[Pointing dataset excerpts]
[Start]

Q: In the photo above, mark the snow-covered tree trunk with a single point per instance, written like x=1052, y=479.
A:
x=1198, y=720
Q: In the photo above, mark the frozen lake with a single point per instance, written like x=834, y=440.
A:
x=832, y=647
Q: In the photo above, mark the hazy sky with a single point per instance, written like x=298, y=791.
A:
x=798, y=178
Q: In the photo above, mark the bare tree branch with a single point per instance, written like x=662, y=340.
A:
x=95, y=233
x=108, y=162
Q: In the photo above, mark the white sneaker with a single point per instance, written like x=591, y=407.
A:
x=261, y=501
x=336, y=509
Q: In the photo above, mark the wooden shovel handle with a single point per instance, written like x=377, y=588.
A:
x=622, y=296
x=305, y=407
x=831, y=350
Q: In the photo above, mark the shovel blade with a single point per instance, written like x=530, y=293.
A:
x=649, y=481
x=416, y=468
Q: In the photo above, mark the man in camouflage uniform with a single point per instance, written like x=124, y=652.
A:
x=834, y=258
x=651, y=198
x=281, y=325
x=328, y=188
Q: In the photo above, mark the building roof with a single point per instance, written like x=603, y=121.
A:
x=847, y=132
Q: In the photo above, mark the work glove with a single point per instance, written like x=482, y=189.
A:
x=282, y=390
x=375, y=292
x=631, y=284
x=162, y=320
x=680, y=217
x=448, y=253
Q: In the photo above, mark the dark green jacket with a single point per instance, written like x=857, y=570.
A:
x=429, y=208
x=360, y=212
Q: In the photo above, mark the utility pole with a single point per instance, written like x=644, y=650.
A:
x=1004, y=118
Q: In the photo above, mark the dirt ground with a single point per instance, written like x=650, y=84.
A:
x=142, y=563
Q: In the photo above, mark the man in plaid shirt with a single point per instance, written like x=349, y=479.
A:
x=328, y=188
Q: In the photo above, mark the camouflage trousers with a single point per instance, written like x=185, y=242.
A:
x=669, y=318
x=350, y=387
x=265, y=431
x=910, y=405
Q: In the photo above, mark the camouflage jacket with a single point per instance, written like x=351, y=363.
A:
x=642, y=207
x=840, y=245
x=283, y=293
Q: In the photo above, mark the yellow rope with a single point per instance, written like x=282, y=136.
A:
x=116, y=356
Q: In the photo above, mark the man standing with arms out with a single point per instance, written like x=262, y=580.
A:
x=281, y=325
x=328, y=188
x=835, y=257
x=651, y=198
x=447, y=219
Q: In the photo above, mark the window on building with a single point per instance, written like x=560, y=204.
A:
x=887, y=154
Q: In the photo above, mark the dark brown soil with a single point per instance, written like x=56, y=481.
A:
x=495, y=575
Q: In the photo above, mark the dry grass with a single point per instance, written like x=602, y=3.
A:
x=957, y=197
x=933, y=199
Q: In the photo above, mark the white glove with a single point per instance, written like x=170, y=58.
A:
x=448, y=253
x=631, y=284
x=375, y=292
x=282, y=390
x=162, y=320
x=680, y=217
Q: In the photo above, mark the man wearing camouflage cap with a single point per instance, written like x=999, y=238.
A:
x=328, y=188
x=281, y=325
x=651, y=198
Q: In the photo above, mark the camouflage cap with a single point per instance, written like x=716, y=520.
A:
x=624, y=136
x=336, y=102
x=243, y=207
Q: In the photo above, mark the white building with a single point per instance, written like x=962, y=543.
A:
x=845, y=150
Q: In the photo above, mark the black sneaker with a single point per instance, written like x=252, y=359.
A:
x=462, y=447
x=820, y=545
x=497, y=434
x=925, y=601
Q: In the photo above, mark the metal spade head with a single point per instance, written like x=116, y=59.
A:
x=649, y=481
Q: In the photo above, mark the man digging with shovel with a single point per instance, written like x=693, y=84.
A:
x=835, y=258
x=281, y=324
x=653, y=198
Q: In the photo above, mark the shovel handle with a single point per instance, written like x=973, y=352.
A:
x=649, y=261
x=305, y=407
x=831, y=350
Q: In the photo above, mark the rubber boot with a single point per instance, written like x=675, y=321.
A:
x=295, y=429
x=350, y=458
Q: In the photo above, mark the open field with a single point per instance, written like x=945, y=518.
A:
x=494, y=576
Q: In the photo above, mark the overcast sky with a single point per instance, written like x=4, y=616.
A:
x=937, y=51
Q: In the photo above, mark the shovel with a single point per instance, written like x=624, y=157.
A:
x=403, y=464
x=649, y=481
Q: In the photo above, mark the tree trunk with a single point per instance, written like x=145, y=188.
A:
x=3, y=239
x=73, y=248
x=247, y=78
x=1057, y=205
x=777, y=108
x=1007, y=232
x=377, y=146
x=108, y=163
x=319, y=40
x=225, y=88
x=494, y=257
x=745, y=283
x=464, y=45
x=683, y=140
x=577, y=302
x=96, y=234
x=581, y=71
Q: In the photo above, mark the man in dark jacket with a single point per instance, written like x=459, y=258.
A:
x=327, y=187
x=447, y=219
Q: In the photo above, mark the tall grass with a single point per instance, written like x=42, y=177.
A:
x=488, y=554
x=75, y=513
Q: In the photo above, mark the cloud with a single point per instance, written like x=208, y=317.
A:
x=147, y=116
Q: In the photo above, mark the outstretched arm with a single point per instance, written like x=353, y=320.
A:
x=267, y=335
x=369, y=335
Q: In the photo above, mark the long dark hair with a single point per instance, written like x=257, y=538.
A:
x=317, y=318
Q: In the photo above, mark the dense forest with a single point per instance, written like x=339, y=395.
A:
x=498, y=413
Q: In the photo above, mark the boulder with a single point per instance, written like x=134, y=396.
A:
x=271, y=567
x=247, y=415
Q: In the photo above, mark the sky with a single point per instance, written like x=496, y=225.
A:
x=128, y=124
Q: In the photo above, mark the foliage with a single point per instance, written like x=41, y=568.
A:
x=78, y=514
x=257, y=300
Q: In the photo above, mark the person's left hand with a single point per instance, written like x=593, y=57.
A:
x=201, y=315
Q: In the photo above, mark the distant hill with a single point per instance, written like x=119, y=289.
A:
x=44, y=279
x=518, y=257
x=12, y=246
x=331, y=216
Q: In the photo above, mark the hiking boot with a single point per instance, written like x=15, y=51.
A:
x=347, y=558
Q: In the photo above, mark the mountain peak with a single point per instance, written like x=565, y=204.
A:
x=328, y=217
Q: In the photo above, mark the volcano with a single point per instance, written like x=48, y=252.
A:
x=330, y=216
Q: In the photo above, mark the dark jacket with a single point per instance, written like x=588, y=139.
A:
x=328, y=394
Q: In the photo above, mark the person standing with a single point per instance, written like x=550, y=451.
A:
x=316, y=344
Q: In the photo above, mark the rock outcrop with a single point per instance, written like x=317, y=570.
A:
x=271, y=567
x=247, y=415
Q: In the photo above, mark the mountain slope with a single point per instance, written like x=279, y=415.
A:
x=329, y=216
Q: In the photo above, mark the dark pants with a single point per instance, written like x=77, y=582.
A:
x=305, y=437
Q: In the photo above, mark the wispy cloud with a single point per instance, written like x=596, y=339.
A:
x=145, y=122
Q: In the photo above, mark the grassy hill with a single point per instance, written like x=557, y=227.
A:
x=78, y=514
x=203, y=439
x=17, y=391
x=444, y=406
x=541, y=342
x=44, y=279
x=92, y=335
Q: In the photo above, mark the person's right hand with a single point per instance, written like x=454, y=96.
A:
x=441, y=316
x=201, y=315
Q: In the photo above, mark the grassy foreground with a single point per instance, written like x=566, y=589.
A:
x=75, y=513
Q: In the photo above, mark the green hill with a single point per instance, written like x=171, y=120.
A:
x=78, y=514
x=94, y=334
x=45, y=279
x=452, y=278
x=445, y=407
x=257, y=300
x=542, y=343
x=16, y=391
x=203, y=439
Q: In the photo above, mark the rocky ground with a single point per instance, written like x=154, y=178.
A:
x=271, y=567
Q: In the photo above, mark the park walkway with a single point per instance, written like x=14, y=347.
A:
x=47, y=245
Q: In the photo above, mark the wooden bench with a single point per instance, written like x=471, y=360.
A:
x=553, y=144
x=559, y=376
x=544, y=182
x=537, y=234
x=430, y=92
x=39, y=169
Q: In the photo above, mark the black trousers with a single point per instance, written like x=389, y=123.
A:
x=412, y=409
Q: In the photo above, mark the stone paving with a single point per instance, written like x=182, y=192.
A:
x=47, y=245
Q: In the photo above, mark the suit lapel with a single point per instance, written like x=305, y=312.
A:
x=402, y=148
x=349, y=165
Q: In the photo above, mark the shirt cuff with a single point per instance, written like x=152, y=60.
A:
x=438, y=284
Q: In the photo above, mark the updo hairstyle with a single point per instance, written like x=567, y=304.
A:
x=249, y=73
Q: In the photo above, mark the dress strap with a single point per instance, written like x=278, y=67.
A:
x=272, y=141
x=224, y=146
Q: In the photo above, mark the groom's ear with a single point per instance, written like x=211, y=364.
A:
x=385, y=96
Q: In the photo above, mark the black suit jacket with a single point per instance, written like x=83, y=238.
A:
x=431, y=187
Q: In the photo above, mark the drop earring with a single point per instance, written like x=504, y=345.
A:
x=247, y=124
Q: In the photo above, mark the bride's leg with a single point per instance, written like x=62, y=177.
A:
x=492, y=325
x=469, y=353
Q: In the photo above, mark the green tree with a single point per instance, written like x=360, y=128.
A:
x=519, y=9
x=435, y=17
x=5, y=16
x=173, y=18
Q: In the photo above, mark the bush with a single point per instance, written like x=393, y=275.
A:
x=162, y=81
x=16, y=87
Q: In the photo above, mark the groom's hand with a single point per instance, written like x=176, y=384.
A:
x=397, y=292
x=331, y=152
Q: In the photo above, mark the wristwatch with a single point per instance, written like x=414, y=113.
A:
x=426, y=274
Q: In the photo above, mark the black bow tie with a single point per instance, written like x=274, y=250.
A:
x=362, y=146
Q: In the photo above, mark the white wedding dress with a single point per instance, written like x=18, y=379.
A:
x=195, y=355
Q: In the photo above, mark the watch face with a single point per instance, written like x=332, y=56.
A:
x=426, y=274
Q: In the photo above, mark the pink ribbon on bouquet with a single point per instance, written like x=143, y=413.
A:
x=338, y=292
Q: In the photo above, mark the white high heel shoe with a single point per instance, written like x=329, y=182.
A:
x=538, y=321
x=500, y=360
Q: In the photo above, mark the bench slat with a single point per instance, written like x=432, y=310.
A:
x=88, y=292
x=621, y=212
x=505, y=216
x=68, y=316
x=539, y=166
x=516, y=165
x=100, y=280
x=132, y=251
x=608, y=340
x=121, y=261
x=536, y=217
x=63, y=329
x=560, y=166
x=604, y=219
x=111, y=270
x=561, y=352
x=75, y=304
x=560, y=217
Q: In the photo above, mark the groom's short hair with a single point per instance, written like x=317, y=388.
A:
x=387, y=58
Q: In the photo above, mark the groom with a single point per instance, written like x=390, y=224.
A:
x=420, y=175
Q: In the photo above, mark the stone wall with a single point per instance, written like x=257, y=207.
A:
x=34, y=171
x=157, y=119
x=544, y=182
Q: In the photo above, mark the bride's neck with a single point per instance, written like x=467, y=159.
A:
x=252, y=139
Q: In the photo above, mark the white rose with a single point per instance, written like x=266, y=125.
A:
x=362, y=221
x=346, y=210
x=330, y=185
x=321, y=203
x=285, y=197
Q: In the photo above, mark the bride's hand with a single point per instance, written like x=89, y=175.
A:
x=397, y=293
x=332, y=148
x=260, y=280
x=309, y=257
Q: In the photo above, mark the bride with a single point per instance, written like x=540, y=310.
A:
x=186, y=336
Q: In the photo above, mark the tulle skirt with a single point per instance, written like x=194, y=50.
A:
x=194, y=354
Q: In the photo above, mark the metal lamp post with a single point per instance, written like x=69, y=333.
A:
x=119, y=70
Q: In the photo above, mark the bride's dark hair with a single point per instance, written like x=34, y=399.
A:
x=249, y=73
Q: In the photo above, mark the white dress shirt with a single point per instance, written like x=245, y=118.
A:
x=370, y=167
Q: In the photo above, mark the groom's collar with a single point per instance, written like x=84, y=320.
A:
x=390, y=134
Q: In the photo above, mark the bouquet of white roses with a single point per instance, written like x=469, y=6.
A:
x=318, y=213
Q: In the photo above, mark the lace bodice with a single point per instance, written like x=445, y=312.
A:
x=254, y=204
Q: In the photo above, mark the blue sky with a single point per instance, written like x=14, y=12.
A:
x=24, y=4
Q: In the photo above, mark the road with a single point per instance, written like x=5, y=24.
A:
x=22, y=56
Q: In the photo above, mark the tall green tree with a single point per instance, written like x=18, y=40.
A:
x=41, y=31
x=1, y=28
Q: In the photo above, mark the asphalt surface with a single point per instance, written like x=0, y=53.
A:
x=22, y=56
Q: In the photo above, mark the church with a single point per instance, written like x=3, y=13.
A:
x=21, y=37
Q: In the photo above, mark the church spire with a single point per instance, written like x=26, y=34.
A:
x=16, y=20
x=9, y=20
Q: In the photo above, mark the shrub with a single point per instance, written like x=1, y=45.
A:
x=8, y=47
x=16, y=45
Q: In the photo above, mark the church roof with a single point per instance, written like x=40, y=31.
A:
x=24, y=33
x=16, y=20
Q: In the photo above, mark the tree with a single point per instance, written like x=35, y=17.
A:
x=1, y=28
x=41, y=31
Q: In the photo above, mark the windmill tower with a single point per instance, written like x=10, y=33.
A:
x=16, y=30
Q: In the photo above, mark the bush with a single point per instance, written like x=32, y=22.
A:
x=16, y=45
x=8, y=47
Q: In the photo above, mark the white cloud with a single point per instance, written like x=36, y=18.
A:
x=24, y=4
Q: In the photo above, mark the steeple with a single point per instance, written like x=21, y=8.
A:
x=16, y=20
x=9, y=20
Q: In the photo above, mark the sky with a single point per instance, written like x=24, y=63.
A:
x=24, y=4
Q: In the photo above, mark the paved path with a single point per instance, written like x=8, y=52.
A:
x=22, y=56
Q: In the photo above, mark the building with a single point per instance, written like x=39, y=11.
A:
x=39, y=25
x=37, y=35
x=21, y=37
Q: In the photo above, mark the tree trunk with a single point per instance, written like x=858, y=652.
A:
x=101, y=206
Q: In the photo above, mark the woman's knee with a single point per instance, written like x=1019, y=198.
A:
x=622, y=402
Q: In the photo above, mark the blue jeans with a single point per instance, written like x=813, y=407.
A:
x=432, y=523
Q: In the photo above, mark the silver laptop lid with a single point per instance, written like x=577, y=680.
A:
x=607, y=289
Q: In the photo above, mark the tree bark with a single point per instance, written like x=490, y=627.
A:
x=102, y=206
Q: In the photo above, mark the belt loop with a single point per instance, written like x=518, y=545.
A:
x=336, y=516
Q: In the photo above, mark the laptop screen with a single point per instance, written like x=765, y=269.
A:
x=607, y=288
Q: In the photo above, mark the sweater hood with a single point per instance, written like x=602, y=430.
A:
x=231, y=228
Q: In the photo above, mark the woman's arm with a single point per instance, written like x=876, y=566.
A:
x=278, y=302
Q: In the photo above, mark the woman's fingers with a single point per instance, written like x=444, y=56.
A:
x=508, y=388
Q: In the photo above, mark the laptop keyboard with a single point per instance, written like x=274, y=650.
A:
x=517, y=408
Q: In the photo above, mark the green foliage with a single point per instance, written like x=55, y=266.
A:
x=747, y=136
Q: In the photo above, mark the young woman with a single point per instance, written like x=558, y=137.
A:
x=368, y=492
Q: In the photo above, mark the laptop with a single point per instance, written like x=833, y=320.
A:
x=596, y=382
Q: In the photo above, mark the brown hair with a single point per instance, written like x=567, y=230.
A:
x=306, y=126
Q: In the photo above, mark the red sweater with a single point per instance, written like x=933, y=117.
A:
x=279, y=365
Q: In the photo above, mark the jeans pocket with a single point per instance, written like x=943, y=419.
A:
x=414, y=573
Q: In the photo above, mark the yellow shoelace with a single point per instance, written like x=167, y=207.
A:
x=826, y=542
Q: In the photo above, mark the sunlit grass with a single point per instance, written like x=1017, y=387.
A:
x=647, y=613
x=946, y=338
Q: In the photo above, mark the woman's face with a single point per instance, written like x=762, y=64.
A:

[End]

- **TASK OBJECTIVE**: Quote, without any change, each line from the one that contains "Q: In the photo above, mark the woman's fingers" through the end of the material.

- **EXERCISE SOLUTION**:
Q: In the photo above, mark the woman's fingers with a single point per instance, written like x=444, y=56.
A:
x=508, y=388
Q: In the photo above, mark the laptop keyboard with a single point per instance, written like x=274, y=650.
A:
x=517, y=408
Q: In the photo above, mark the green foliage with a single point per instance, written like x=55, y=266.
A:
x=747, y=136
Q: In the photo above, mark the young woman with a single point per instance, written like x=558, y=137.
A:
x=368, y=492
Q: In the photo above, mark the laptop with a single point per instance, written like x=833, y=320.
A:
x=596, y=382
Q: In the photo above, mark the brown hair with a single point per instance, written like x=567, y=230.
A:
x=306, y=126
Q: In the photo above, mark the red sweater with a single point per instance, written like x=933, y=117.
A:
x=279, y=365
Q: In the photo above, mark the jeans pocket with a single point per instance, written like x=943, y=419.
A:
x=414, y=573
Q: In the photo above, mark the yellow shoelace with a single point per instance, written like x=167, y=207.
A:
x=826, y=542
Q: In the photo above, mark the sunlit grass with a single point per instance, written like x=1017, y=387.
A:
x=647, y=613
x=946, y=338
Q: In the photo above, mark the woman's face with a single point per instance, written like x=762, y=64.
A:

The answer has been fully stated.